■ **EXERCISE OBJECTIVE**
Please present every one of the rows below as a numbered list, omitting any blank lines.

■ **SOURCE DATA**
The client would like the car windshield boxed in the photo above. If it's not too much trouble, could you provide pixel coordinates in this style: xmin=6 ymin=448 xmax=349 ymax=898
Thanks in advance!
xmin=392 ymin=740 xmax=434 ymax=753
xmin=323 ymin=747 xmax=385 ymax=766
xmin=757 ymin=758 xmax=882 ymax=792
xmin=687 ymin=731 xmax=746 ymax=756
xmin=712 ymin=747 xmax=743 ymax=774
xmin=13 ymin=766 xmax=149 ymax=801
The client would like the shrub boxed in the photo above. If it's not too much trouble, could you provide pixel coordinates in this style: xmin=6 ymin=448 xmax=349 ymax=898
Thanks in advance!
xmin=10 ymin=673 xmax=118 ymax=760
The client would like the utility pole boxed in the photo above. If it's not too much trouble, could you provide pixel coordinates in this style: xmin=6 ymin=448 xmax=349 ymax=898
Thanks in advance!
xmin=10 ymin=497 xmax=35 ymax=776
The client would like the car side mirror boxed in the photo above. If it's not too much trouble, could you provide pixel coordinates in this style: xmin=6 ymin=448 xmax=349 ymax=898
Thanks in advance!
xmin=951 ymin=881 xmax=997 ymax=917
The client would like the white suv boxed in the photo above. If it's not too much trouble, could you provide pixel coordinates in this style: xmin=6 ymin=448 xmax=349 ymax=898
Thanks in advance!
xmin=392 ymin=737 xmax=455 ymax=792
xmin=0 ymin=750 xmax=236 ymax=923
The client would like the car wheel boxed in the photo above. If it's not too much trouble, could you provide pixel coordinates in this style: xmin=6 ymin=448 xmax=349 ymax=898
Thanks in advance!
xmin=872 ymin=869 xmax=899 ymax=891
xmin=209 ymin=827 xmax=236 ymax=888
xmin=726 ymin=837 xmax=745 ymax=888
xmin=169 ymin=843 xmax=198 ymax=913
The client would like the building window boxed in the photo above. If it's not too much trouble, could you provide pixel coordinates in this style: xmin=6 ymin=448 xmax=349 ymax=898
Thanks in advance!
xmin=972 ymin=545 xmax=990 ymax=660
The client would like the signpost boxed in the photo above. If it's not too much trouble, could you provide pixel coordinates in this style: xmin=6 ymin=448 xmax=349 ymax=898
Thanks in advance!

■ **THE COMPLETED TASK**
1. The client would like the car windshield boxed in the photo above. If it's not too much trouble, could you provide pixel coordinates in this style: xmin=6 ymin=448 xmax=349 ymax=898
2. Thanks in advance!
3. xmin=392 ymin=740 xmax=434 ymax=753
4. xmin=323 ymin=747 xmax=385 ymax=766
5. xmin=757 ymin=758 xmax=882 ymax=792
6. xmin=687 ymin=731 xmax=746 ymax=756
7. xmin=712 ymin=747 xmax=743 ymax=774
8. xmin=13 ymin=766 xmax=149 ymax=801
9. The client would like the shrub boxed in the photo above. If it's not too much trouble, could you provide pixel coordinates in this style: xmin=6 ymin=448 xmax=349 ymax=898
10. Thanks in advance!
11. xmin=10 ymin=673 xmax=118 ymax=760
12. The client would like the utility pole boxed in the photo above. If it's not too much trouble, could you provide pixel coordinates in this style: xmin=6 ymin=448 xmax=349 ymax=898
13. Thanks in advance!
14. xmin=10 ymin=497 xmax=35 ymax=776
15. The client would like the car side mirror boxed in the photo above. If it's not too much trouble, could you provide pixel coordinates in this style: xmin=6 ymin=448 xmax=349 ymax=898
16. Thanks in advance!
17. xmin=951 ymin=881 xmax=997 ymax=917
18. The client would like the white suv boxed in the photo above. If it's not too much trouble, could you provide pixel coordinates in this style: xmin=6 ymin=448 xmax=349 ymax=898
19. Thanks in advance!
20. xmin=392 ymin=737 xmax=455 ymax=792
21. xmin=0 ymin=750 xmax=236 ymax=923
22. The client would like the car wheel boxed in the photo above. If it's not too much trouble, could you provide pixel coordinates in this style: xmin=6 ymin=448 xmax=349 ymax=898
23. Thanks in advance!
24. xmin=872 ymin=869 xmax=899 ymax=891
25. xmin=209 ymin=827 xmax=236 ymax=888
26. xmin=726 ymin=837 xmax=745 ymax=888
27. xmin=169 ymin=843 xmax=198 ymax=913
28. The client would like the building window boxed in the photo above. If it's not too much trouble, could you provide pixel coordinates in this style: xmin=6 ymin=448 xmax=349 ymax=898
29. Thanks in advance!
30. xmin=972 ymin=545 xmax=990 ymax=660
31. The client would like the signpost boxed in the photo above. If it's not too much trouble, could you provide pixel coordinates in this style: xmin=6 ymin=448 xmax=349 ymax=898
32. Thanks in advance!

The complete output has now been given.